::: Extracted entries :::
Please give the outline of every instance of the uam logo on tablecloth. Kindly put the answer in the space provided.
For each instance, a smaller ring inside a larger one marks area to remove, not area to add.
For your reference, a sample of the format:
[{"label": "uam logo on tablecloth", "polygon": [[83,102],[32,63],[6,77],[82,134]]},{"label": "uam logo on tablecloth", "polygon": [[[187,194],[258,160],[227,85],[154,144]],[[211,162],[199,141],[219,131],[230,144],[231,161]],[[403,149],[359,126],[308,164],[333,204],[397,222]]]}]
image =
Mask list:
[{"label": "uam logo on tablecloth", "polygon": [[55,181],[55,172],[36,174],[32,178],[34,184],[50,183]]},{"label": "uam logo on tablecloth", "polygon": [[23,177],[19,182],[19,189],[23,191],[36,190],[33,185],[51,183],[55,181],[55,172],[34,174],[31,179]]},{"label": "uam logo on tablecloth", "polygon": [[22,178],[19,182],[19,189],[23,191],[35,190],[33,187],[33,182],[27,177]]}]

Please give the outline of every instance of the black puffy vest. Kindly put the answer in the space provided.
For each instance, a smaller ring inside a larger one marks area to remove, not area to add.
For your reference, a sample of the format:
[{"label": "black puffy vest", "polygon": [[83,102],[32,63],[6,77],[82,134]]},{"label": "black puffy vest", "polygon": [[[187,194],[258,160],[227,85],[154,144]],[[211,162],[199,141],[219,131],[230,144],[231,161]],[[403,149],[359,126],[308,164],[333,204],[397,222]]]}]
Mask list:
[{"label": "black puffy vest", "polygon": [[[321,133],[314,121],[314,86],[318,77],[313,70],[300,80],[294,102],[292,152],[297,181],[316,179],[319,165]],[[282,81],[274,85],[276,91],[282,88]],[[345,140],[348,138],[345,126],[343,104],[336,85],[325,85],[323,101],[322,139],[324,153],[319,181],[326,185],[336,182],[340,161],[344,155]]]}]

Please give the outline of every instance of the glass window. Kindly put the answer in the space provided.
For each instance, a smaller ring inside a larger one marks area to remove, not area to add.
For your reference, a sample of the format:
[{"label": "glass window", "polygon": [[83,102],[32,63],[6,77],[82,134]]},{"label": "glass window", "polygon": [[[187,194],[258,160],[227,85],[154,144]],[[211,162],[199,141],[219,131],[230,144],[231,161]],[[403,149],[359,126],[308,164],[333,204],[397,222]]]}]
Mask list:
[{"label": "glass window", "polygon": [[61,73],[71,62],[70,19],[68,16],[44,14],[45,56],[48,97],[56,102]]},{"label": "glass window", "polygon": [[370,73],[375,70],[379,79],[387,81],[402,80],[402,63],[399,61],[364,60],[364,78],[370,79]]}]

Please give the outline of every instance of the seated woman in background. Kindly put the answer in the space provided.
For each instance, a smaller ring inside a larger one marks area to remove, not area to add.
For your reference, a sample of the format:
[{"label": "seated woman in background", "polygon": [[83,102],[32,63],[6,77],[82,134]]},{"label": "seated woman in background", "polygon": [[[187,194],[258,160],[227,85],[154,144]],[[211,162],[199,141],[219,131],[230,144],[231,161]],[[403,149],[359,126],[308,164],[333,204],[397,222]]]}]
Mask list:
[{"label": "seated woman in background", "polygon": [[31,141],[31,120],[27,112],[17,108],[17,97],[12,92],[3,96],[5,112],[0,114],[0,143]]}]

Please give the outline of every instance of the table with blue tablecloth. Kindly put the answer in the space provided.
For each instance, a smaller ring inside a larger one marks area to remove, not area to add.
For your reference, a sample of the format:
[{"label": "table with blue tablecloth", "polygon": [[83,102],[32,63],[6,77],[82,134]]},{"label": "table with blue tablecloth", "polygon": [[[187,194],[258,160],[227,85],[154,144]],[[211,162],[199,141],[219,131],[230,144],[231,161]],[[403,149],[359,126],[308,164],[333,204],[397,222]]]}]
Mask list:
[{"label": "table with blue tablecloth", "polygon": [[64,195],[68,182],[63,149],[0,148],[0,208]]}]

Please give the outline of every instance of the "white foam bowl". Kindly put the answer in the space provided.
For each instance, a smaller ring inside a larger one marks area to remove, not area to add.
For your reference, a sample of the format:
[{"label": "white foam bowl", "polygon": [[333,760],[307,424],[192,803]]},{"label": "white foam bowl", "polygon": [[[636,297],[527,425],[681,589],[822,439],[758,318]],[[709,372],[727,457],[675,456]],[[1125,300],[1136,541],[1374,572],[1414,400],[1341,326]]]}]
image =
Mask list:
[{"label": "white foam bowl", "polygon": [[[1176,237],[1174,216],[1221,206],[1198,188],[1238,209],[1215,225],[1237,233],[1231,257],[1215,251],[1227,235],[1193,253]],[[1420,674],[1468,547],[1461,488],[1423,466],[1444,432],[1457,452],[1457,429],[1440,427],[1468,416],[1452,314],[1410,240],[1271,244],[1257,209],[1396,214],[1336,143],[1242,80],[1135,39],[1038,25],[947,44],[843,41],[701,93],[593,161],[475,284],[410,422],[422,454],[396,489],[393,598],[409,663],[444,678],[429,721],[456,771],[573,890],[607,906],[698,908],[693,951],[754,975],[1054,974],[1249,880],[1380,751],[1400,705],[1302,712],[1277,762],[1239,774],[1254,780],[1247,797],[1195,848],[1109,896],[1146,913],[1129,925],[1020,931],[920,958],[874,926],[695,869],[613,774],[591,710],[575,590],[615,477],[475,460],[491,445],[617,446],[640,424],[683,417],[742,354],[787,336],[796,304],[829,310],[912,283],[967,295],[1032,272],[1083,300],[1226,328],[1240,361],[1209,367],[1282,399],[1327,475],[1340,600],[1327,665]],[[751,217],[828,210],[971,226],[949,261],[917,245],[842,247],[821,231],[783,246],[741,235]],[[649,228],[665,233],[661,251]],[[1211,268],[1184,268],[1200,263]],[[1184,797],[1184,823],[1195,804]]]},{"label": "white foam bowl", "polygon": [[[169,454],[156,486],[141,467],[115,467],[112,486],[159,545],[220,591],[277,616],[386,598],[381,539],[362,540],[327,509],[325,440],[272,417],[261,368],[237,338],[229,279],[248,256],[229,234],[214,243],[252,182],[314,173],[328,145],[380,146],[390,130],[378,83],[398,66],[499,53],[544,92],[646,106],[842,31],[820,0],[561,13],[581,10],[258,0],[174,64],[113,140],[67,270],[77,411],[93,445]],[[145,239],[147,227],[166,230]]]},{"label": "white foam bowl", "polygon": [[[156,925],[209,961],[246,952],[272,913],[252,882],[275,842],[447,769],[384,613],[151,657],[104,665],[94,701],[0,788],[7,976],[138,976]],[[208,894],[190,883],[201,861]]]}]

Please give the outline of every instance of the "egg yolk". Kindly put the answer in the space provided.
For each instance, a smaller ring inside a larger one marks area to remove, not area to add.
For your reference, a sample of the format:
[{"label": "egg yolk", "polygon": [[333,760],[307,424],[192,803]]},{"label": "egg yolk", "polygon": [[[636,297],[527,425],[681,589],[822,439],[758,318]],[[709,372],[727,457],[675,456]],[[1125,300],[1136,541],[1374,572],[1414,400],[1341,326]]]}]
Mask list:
:::
§ **Directions for this task**:
Give back each record, exactly as it reads.

§ **Solved exercise**:
Please give the outline of every instance of the uam logo on tablecloth. Kindly put the answer in the space provided.
For each instance, a smaller ring inside a larger one marks area to remove, not area to add.
For your reference, a sample of the format:
[{"label": "uam logo on tablecloth", "polygon": [[83,102],[32,63],[6,77],[82,134]]},{"label": "uam logo on tablecloth", "polygon": [[[187,194],[258,160],[227,85],[154,144]],[[211,162],[199,141],[219,131],[230,144],[231,161]],[[403,149],[359,126],[308,164],[333,204],[397,222]]]}]
image =
Mask list:
[{"label": "uam logo on tablecloth", "polygon": [[55,181],[55,172],[36,174],[32,178],[34,184],[50,183]]},{"label": "uam logo on tablecloth", "polygon": [[23,177],[19,182],[19,189],[23,191],[36,190],[33,185],[51,183],[55,181],[55,172],[34,174],[31,179]]},{"label": "uam logo on tablecloth", "polygon": [[22,178],[19,182],[19,189],[23,191],[35,190],[33,187],[33,182],[27,177]]}]

Please give the outline of every instance of the black puffy vest. Kindly put the answer in the space provided.
For each instance, a smaller ring inside a larger one marks area to remove, not area to add.
For your reference, a sample of the format:
[{"label": "black puffy vest", "polygon": [[83,102],[32,63],[6,77],[82,134]]},{"label": "black puffy vest", "polygon": [[[187,194],[258,160],[227,85],[154,144]],[[211,162],[199,141],[219,131],[230,144],[231,161]],[[403,149],[359,126],[308,164],[333,204],[397,222]]]}]
Mask list:
[{"label": "black puffy vest", "polygon": [[[321,133],[314,121],[314,86],[318,77],[313,70],[300,80],[294,102],[292,152],[297,181],[316,179],[319,165]],[[282,81],[274,85],[276,91],[282,88]],[[345,140],[348,138],[345,126],[343,104],[336,85],[325,85],[323,101],[322,139],[324,153],[319,181],[326,185],[336,182],[340,161],[344,155]]]}]

Please give the outline of every instance of the glass window. Kindly put the answer in the space provided.
For each instance, a smaller ring inside a larger one marks area to remove, not area to add.
For your reference, a sample of the format:
[{"label": "glass window", "polygon": [[83,102],[32,63],[6,77],[82,134]]},{"label": "glass window", "polygon": [[[187,194],[258,160],[227,85],[154,144]],[[211,162],[199,141],[219,131],[230,144],[231,161]],[[403,149],[359,126],[308,164],[333,204],[397,222]]]}]
Mask list:
[{"label": "glass window", "polygon": [[61,73],[71,62],[70,19],[68,16],[44,14],[45,56],[48,97],[56,102]]},{"label": "glass window", "polygon": [[370,73],[375,70],[379,79],[387,81],[402,80],[402,63],[399,61],[364,60],[364,78],[370,79]]}]

Please give the outline of every instance of the seated woman in background. Kindly put the answer in the space provided.
For each instance, a smaller ring inside a larger one marks area to remove, not area to add.
For your reference, a sample of the format:
[{"label": "seated woman in background", "polygon": [[83,102],[32,63],[6,77],[82,134]]},{"label": "seated woman in background", "polygon": [[[187,194],[258,160],[227,85],[154,144]],[[211,162],[199,141],[219,131],[230,144],[231,161]],[[403,149],[359,126],[308,164],[333,204],[397,222]]]}]
Mask list:
[{"label": "seated woman in background", "polygon": [[31,141],[31,120],[27,112],[17,108],[17,97],[12,92],[3,96],[5,112],[0,114],[0,143]]}]

Please give the outline of every instance of the table with blue tablecloth. Kindly put the answer in the space provided.
For each instance, a smaller ring inside a larger one marks area to remove, not area to add.
For your reference, a sample of the format:
[{"label": "table with blue tablecloth", "polygon": [[83,102],[32,63],[6,77],[82,134]]},{"label": "table with blue tablecloth", "polygon": [[[187,194],[258,160],[227,85],[154,144]],[[211,162],[199,141],[219,131],[230,144],[231,161]],[[403,149],[359,126],[308,164],[333,204],[397,222]]]}]
Mask list:
[{"label": "table with blue tablecloth", "polygon": [[64,195],[68,182],[63,149],[0,148],[0,208]]}]

Please give the outline of every instance of the "white foam bowl". Kindly put the answer in the space provided.
For each instance, a smaller ring inside a larger one marks area to remove, not area to add.
For your reference, a sample of the format:
[{"label": "white foam bowl", "polygon": [[333,760],[307,424],[192,803]]},{"label": "white foam bowl", "polygon": [[[636,297],[527,425],[681,589],[822,439],[758,318]],[[709,372],[727,457],[675,456]],[[1125,300],[1136,541],[1374,572],[1414,400],[1341,326]]]}]
image =
Mask list:
[{"label": "white foam bowl", "polygon": [[[1176,237],[1174,216],[1221,206],[1198,188],[1238,209],[1215,225],[1237,233],[1231,257],[1215,251],[1227,235],[1193,253]],[[1420,674],[1468,547],[1461,488],[1423,466],[1444,432],[1457,452],[1457,429],[1440,427],[1468,416],[1452,314],[1410,240],[1271,244],[1257,209],[1396,214],[1336,143],[1242,80],[1135,39],[1038,25],[947,44],[843,41],[701,93],[593,161],[475,284],[410,422],[422,454],[396,489],[393,598],[409,663],[444,678],[429,721],[456,771],[573,890],[607,906],[698,908],[693,951],[754,975],[1054,974],[1249,880],[1380,751],[1400,705],[1302,712],[1277,762],[1239,774],[1254,780],[1247,797],[1195,848],[1109,896],[1146,913],[1129,925],[1020,931],[920,958],[874,926],[695,869],[613,774],[591,710],[575,590],[615,477],[475,460],[491,445],[617,446],[640,424],[683,417],[742,354],[787,336],[796,304],[829,310],[912,283],[967,295],[1032,272],[1083,300],[1226,328],[1240,361],[1209,367],[1282,399],[1327,475],[1340,600],[1327,665]],[[751,217],[828,210],[971,226],[949,261],[917,245],[842,247],[821,231],[783,246],[741,235]],[[649,228],[665,233],[661,251]],[[1211,268],[1184,268],[1200,263]],[[1184,797],[1184,823],[1195,804]]]},{"label": "white foam bowl", "polygon": [[[169,454],[156,486],[141,467],[115,467],[112,486],[159,545],[220,591],[277,616],[386,598],[381,539],[362,540],[327,509],[325,440],[272,417],[261,368],[237,338],[229,279],[248,256],[229,234],[214,243],[252,182],[314,173],[328,145],[380,146],[390,130],[378,83],[398,66],[499,53],[544,92],[646,106],[842,31],[820,0],[561,13],[581,10],[258,0],[174,64],[113,140],[67,270],[77,411],[93,445]],[[145,239],[147,227],[166,230]]]},{"label": "white foam bowl", "polygon": [[[156,925],[209,961],[246,952],[272,913],[252,882],[275,842],[447,769],[384,613],[151,657],[104,665],[94,701],[0,788],[7,976],[138,976]],[[208,894],[190,883],[201,861]]]}]

Please give the outline of every instance of the "egg yolk". Kindly put the answer in the space provided.
For each instance, a smaller ring inside a larger one marks area to remove, not area to add.
For your reference, a sample of the format:
[{"label": "egg yolk", "polygon": [[333,760],[307,424],[192,803]]},{"label": "egg yolk", "polygon": [[[636,297],[527,425],[681,589],[822,439],[758,318]],[[709,372],[727,457],[675,456]],[[1125,300],[1136,541],[1374,572],[1414,400],[1341,326]]]}]
Mask list:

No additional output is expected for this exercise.